■ Instructions to follow ■
Of all the lines below, return only those starting with the line holding "watchtower, writing one line per instance." and going on through the line holding "Target: light pole", exactly as written.

■ Records shown ■

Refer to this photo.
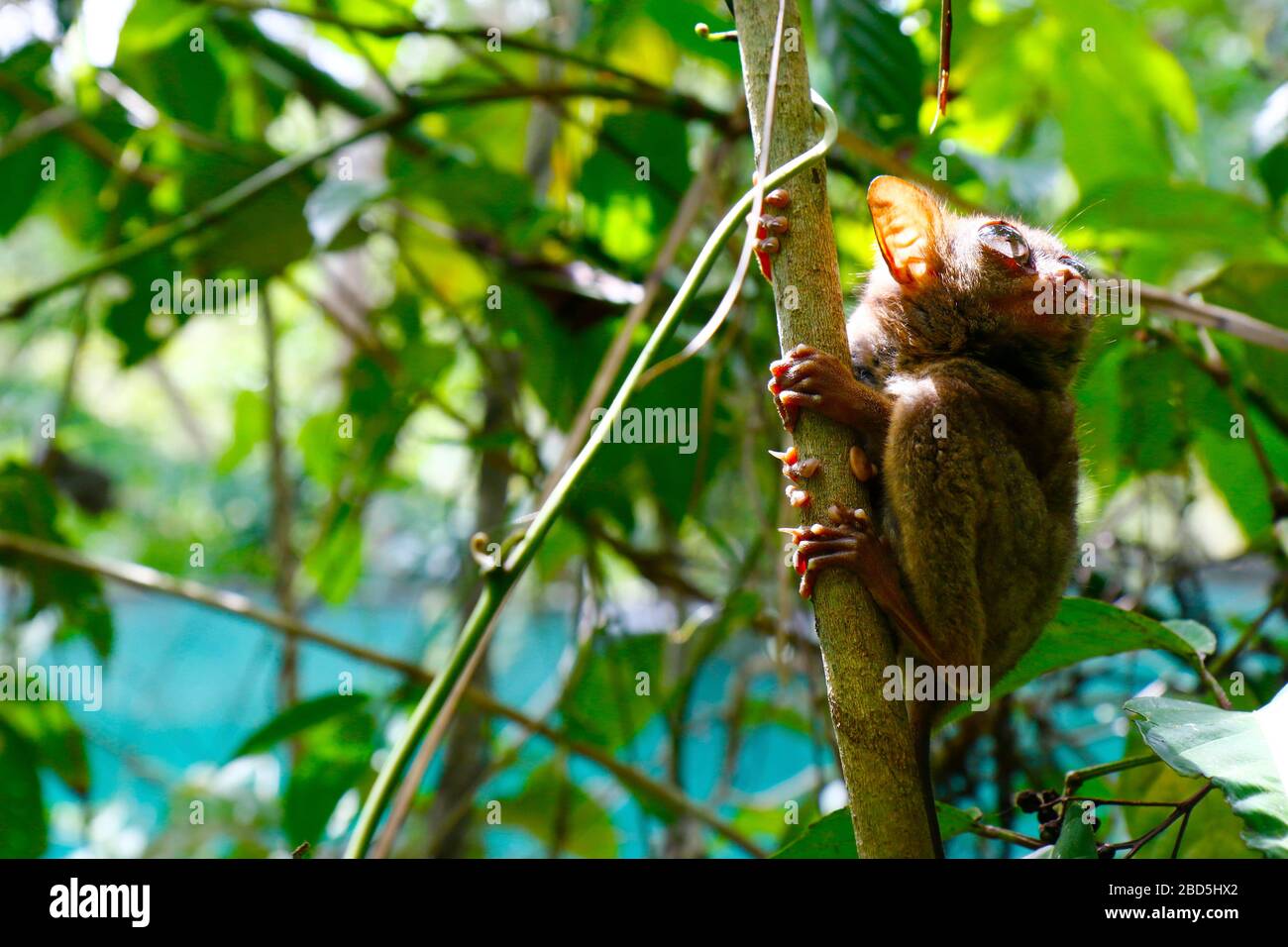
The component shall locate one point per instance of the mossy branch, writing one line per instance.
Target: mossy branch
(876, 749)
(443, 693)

...

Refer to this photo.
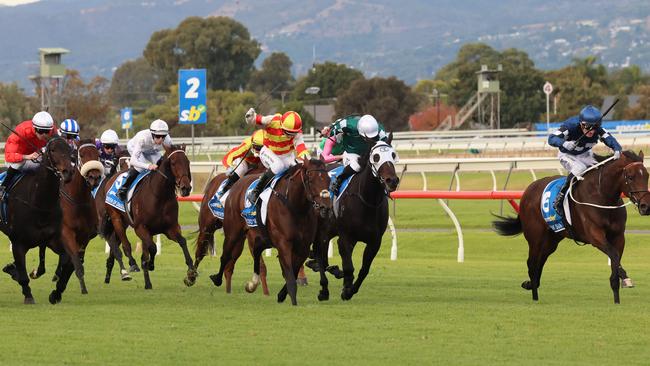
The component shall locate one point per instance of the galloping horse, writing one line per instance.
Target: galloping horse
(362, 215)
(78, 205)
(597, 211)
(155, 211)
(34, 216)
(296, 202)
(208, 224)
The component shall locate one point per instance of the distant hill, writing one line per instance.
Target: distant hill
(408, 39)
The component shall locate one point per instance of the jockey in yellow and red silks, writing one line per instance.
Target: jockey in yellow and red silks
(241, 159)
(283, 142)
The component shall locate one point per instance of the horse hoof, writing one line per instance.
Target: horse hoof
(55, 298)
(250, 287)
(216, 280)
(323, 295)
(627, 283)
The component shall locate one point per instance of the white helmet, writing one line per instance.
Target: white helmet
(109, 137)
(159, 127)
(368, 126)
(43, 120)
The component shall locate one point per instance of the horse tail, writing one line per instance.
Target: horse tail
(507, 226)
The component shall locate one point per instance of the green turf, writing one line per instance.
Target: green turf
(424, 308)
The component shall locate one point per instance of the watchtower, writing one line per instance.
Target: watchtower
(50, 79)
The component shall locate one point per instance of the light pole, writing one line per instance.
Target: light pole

■ Output for this task ■
The component shall locate one point per instance of the watchtower, writing one line per instance.
Target: watchtower
(50, 79)
The component shall locate one point per instance of the light pole, writing one line per instance.
Target: light pole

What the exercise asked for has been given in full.